Information supplied Block Start

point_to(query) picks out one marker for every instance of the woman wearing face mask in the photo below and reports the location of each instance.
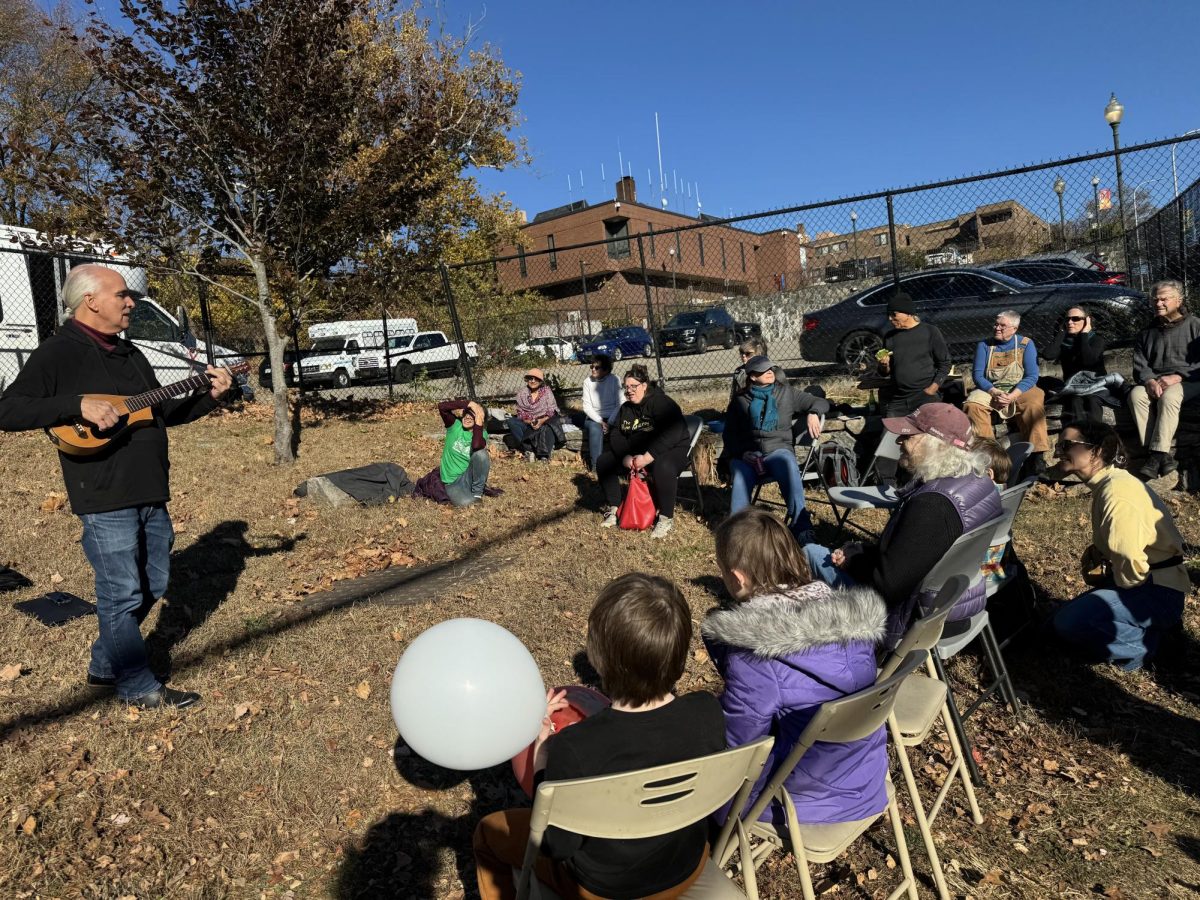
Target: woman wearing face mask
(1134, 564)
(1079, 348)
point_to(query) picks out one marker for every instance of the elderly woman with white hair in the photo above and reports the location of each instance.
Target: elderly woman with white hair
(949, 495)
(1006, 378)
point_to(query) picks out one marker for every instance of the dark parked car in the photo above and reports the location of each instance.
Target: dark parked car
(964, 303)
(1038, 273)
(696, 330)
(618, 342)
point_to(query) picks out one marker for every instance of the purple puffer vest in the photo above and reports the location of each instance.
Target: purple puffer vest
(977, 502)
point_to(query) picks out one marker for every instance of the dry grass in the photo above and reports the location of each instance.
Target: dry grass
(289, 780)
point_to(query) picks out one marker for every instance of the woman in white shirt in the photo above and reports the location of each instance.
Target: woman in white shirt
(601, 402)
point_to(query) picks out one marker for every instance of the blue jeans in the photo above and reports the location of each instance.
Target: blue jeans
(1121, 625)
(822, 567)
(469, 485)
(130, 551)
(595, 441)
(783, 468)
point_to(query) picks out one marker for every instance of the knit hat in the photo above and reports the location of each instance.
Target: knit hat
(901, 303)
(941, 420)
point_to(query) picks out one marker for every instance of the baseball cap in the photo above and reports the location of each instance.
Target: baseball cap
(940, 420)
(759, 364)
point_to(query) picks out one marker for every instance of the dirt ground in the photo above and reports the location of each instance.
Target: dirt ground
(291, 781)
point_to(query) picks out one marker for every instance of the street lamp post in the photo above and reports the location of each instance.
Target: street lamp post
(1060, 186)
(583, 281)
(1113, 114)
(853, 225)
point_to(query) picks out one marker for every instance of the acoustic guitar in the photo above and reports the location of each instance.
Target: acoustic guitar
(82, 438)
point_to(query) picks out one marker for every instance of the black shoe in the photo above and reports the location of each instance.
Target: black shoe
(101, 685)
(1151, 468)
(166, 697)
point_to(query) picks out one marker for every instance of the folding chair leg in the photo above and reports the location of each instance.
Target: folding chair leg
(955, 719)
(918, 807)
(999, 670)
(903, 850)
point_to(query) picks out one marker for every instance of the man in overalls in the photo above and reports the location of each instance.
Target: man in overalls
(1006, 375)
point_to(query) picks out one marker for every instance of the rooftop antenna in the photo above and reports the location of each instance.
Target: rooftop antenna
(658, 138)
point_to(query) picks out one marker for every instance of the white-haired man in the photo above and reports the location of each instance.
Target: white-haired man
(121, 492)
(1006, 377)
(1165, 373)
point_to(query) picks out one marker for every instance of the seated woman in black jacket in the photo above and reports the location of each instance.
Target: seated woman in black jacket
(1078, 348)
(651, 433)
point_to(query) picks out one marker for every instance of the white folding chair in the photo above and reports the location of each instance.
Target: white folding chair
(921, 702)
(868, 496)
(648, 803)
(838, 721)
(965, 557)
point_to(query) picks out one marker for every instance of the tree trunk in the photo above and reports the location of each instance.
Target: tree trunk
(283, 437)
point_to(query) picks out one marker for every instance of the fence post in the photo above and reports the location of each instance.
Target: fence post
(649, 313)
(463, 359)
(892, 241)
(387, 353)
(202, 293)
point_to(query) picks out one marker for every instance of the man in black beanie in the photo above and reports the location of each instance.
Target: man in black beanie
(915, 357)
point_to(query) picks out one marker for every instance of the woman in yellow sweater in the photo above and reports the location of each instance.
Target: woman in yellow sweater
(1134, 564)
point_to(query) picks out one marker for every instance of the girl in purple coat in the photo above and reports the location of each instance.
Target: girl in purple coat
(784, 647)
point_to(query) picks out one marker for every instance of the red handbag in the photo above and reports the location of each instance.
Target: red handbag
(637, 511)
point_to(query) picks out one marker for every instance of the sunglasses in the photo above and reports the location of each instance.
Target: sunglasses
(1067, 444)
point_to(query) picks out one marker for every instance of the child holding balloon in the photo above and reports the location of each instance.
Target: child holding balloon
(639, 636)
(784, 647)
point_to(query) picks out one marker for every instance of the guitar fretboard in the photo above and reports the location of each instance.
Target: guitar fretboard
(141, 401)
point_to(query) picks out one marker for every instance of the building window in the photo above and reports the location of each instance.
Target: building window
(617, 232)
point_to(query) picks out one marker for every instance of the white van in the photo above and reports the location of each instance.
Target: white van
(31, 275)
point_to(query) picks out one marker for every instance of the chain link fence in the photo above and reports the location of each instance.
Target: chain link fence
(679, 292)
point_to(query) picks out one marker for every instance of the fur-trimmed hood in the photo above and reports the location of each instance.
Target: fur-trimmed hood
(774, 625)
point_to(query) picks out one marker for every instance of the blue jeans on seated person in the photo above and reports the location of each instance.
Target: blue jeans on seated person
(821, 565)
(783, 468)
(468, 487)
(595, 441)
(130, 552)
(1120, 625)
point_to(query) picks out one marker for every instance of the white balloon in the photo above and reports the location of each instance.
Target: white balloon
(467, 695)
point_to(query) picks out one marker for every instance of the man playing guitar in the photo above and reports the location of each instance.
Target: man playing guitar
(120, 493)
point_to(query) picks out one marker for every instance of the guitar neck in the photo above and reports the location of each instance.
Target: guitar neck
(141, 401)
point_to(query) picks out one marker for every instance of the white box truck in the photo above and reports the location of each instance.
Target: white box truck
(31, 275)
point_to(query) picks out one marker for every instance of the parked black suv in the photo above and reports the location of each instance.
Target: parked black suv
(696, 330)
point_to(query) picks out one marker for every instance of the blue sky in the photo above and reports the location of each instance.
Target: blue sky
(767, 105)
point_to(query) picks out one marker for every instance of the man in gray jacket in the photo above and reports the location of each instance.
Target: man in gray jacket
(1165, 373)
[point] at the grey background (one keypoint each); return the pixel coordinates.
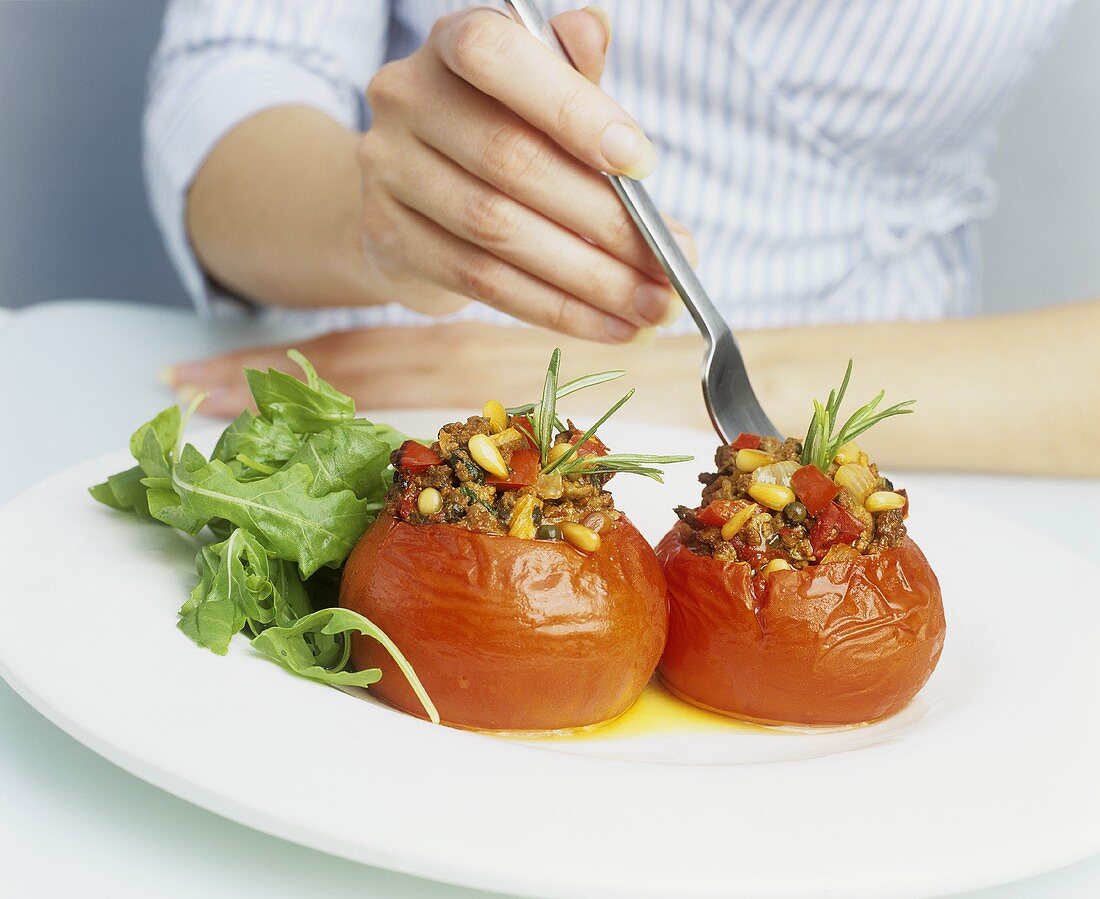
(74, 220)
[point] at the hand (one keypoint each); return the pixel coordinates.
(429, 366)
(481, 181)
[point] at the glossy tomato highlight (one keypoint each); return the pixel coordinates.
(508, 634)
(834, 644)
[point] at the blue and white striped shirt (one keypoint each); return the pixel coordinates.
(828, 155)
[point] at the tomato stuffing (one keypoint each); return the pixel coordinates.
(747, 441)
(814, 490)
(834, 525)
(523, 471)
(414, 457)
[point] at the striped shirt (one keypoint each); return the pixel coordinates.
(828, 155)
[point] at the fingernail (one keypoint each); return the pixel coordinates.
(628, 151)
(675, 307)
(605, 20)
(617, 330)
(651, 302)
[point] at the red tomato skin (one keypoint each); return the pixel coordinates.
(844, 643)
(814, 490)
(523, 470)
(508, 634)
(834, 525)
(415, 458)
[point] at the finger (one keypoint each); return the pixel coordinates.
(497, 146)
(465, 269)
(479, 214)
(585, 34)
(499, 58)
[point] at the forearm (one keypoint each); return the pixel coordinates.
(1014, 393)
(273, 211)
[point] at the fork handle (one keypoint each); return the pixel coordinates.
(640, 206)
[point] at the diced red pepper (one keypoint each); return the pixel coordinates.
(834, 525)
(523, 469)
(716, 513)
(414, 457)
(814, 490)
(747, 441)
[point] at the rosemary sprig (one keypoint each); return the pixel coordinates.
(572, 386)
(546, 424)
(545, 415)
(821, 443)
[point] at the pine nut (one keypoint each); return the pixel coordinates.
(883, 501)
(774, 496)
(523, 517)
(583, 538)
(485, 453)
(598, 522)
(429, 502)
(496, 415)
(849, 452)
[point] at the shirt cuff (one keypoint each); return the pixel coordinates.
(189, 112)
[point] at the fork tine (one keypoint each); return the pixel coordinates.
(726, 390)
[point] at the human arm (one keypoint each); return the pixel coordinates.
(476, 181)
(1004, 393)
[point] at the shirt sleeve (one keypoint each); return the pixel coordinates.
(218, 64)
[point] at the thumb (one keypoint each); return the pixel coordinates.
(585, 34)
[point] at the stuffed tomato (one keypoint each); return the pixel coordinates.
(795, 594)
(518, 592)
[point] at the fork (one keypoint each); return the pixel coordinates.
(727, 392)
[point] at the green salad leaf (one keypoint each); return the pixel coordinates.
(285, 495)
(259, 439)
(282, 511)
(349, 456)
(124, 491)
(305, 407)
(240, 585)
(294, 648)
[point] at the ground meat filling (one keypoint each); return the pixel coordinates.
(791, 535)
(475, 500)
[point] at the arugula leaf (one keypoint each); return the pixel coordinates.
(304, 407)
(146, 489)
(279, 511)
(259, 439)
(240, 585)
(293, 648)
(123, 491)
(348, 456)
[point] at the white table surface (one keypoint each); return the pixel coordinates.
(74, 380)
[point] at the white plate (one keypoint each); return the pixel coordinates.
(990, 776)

Information supplied Block End

- [Task directions]
Would you print, exactly as written, every line above from the one holding "of the acoustic" through the one holding "of the rooftop", with both included and no other lines?

- [Reply to the task]
point_to(query) picks out one marker for every instance of the acoustic guitar in the photo above and reports the location of each instance.
Target: acoustic guitar
(82, 438)
point_to(query) picks out one marker for every instance of the black shoe in the photo above and reports the location of each instance.
Target: black shoe
(101, 685)
(1151, 468)
(166, 697)
point_to(query) picks out one marker for every instance of the folding chair leg in the photo above and reports the location of each instance.
Target: folding chair leg
(955, 719)
(918, 807)
(999, 670)
(903, 850)
point_to(query) picks out one marker for every instance of the man in overalls in the photo above and reports the location of each instance.
Target: man in overalls
(1006, 375)
point_to(query) picks out one marker for every instance of the rooftop antenna in the photo above and reports the location of each instance.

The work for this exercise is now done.